Source material =
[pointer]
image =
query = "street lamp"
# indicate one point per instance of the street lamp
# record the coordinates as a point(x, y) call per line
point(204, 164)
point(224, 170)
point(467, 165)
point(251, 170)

What is being asked = Count up the lines in the material above that contain the string "street", then state that figure alone.

Problem solution = 2